• _WHAT THE TASK ASKS_
Render all the entries below as a two-column CSV with the headers text and answer. Give one row per entry, and put each value in double quotes with its line breaks replaced by spaces.

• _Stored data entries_
※
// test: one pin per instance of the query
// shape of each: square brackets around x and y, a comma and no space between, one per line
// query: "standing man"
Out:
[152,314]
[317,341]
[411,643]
※
• _ANSWER TO THIS PROBLEM_
text,answer
"// test: one pin per instance of the query // shape of each: square brackets around x and y, a comma and no space between, one per line // query: ""standing man"" Out:","[152,314] [317,341] [411,643]"